QUOTED PASSAGE:
- - -
Friday, May 25, 2007

Refocus your images after the fact

Have you ever taken an out-of-focus picture and wished you could correct your mistake? Or has your artistic side desired to blur parts of a picture even though everything is is sharp focus? After all, you can use Photoshop to make all sorts of modifications to your photographs. But even Photoshop can't help you: you're stuck with the depth of field you used when you took your picture.

That may be changing soon. Ren Ng of Stanford University was awarded the 2006 ACM Doctoral Dissertation Award for his work on Digital Light Field Photography. Ren and his colleagues at the Stanford Graphics lab built a digital plenoptic camera, described in the tech report "Light Field Photography with a Hand Held Plenoptic Camera". A plenoptic camera is

...a camera that samples the 4D light field on its sensor in a single photographic exposure. This is achieved by inserting a microlens array between the sensor and main lens, creating a plenoptic camera.

This microlens array is analogous to an insect's compound eye.

Each microlens measures not just the total amount of light deposited at that location, but how much light arrives along each ray. By re-sorting the measured rays of light to where they would have terminated in slightly different, synthetic cameras, we can compute sharp photographs focused at different depths. ... we demonstrate that we can also compute synthetic photographs from a range of different viewpoints.
- - -
COMPLETE THE FOLLOWING:
• 1. How would you render this sentence from the refocusing post in Spanish: "This microlens array is analogous to an insect's compound eye."?
• 2. Answer these questions from the refocusing post:
(a) Which award did Ren Ng receive for his work on Digital Light Field Photography?
(b) What is inserted between the sensor and the main lens to create a plenoptic camera?
(c) Besides sharp photographs focused at different depths, what else can be computed?

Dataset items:
- - -
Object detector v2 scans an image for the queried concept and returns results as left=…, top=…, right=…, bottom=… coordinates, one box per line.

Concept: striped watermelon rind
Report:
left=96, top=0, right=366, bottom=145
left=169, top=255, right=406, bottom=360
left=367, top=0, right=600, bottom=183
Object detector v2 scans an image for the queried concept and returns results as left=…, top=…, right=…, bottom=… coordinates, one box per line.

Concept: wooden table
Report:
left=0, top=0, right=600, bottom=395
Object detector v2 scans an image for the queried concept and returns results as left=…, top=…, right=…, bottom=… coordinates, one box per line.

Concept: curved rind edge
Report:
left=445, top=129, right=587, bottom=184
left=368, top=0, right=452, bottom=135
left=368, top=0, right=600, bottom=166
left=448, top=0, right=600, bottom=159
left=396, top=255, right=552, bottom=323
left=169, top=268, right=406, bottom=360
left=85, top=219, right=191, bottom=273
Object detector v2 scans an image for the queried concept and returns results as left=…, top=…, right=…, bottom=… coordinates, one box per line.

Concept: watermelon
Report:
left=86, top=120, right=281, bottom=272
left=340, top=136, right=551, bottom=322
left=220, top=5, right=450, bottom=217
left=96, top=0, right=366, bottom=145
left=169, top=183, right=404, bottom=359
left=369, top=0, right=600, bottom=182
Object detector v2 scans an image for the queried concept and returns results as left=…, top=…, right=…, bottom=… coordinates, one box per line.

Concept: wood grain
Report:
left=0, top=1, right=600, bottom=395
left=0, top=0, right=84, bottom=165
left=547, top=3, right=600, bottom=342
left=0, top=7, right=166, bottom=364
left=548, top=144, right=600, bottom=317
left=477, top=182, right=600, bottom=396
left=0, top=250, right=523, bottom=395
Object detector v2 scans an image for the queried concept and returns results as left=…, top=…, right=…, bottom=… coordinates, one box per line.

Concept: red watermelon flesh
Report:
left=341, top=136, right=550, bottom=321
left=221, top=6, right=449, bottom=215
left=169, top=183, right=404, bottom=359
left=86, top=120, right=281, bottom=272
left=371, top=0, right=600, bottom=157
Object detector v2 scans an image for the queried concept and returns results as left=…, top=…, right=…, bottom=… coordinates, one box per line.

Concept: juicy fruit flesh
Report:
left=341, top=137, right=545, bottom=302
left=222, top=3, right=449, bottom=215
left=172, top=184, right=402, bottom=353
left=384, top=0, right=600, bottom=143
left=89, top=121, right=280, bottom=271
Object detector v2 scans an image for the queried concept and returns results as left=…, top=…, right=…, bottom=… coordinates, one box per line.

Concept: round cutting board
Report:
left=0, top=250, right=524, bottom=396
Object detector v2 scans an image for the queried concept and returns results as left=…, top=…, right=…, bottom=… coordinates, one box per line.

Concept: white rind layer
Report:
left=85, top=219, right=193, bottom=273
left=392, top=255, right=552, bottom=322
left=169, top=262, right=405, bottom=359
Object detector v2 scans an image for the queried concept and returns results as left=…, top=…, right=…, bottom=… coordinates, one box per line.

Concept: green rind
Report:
- - -
CORRECT ANSWERS:
• 1. Este conjunto de microlentes es análogo al ojo compuesto de un insecto.

• 2.
(a) The 2006 ACM Doctoral Dissertation Award.
(b) A microlens array.
(c) Synthetic photographs from a range of different viewpoints.